Goal:
Extract every line of the items from the first line through the line containing "x=921, y=247", both ends included, and reproduce those lines with no changes.

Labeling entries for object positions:
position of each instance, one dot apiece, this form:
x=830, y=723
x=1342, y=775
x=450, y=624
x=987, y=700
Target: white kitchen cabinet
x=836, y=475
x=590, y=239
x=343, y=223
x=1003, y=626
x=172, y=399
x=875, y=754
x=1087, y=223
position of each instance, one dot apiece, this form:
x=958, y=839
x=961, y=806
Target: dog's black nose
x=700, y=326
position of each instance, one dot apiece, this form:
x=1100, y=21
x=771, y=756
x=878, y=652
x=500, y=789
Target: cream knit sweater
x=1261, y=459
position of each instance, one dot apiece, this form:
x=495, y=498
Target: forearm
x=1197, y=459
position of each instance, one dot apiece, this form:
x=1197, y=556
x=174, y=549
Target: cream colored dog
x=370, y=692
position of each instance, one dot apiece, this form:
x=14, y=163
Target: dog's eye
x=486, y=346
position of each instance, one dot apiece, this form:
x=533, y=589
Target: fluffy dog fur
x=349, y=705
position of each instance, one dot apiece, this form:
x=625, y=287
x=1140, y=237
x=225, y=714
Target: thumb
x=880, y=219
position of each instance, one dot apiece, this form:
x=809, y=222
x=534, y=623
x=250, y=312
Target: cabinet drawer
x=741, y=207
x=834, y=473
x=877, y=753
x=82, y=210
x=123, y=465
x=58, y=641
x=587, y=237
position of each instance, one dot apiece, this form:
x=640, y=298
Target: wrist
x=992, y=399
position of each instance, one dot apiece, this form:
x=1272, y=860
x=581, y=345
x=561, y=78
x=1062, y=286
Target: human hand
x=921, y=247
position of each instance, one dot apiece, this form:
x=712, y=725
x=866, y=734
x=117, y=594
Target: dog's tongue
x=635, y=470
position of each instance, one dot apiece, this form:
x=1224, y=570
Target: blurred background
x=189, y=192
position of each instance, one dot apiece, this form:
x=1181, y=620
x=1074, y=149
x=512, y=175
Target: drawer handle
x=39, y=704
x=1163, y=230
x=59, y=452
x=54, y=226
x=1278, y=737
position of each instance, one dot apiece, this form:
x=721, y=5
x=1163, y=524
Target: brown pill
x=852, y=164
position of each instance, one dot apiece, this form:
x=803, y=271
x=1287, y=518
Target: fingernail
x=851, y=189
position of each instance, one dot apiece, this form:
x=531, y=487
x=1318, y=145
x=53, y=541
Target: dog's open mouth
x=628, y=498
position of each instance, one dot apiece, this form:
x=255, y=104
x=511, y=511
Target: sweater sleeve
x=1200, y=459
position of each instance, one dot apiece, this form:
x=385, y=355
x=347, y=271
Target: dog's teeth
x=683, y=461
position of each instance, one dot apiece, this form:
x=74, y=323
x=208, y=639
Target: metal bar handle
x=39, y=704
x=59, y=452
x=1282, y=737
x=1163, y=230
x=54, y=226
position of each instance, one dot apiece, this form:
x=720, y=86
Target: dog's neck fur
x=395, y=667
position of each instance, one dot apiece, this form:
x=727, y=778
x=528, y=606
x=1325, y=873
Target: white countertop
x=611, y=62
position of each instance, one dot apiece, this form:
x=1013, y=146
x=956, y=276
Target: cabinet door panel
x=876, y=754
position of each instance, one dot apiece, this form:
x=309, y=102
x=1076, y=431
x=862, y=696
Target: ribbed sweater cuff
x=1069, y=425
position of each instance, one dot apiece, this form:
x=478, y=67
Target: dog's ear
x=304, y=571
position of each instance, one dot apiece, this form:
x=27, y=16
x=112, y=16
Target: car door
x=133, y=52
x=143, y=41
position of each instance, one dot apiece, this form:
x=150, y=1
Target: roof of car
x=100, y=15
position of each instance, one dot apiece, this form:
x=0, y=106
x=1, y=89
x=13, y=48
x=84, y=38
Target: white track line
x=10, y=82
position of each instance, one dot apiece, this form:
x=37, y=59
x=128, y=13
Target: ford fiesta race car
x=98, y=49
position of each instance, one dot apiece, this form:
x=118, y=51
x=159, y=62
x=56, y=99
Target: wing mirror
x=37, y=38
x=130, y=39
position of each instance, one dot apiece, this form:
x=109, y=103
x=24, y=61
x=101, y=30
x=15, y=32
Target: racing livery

Result:
position of each instance, one dot apiece, this form:
x=830, y=723
x=1342, y=775
x=450, y=624
x=987, y=700
Target: white kitchen cabinet
x=836, y=475
x=590, y=239
x=343, y=223
x=1003, y=626
x=172, y=399
x=875, y=754
x=1087, y=223
position of each instance, one dot apiece, this form:
x=958, y=839
x=961, y=806
Target: dog's black nose
x=700, y=326
position of each instance, one dot apiece, this form:
x=1100, y=21
x=771, y=756
x=878, y=652
x=500, y=789
Target: cream knit sweater
x=1261, y=459
position of each instance, one dot apiece, this form:
x=495, y=498
Target: forearm
x=1197, y=459
position of each instance, one dot apiece, this form:
x=1197, y=556
x=174, y=549
Target: cream colored dog
x=370, y=692
position of each instance, one dot apiece, this form:
x=14, y=163
Target: dog's eye
x=486, y=346
position of each instance, one dot apiece, this form:
x=533, y=589
Target: fluffy dog fur
x=349, y=705
position of each instance, one dot apiece, this form:
x=625, y=287
x=1140, y=237
x=225, y=714
Target: thumb
x=880, y=219
position of each instance, one dot apiece, this form:
x=809, y=222
x=534, y=623
x=250, y=312
Target: cabinet drawer
x=741, y=207
x=834, y=473
x=877, y=753
x=82, y=210
x=123, y=465
x=58, y=641
x=587, y=237
position of each instance, one dot apiece, this form:
x=640, y=298
Target: wrist
x=992, y=399
position of each instance, one dot apiece, this form:
x=1272, y=860
x=581, y=345
x=561, y=78
x=1062, y=286
Target: human hand
x=921, y=247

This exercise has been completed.